**YOUR ASSIGNMENT**
All of the entries must be output exactly as they are.

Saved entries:

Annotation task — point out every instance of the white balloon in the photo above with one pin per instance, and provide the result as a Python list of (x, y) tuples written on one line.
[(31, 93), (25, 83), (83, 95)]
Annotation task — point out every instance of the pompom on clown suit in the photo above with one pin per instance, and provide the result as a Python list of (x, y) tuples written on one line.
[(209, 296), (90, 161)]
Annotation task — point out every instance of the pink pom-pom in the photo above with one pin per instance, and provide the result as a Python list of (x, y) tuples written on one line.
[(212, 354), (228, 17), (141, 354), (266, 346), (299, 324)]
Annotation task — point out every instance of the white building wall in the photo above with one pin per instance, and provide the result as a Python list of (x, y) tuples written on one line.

**RESPONSE TO THIS TASK**
Annotation task — point out every instance of the white balloon in the photo above with one pin per instance, and provide the result as a Python list of (x, y) tuples written on one line.
[(31, 93), (25, 83), (83, 95)]
Annotation task — point out every instance of the pompom on clown suit in the photo above with one pin per instance, and provide the result as a Python list of (x, y) tuples written on one line.
[(209, 296), (90, 161)]
Annotation task — point out every instance of the pink pom-pom in the photo above with one pin per instance, and provide the result as a Python list of (x, y) tuples written on one line.
[(212, 354), (228, 17), (141, 354), (266, 346), (299, 324)]
Annotation task — point out every instance of the white building wall in the photo above with one pin per instance, and provide the result as a Python list of (x, y) tuples written on one line.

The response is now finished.